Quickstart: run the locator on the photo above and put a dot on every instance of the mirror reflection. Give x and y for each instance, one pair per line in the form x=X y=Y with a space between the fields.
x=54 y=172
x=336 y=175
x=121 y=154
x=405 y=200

....................

**Work required**
Reproduce all the data above line by line, request lines included, and shift every x and y coordinate in the answers by adding 19 to it.

**Result below**
Quickstart: run the locator on the photo above and put a dot on every instance of the mirror reflection. Give x and y for each instance, one pair per line in the form x=X y=Y with a space between the fields.
x=73 y=191
x=355 y=194
x=140 y=173
x=424 y=219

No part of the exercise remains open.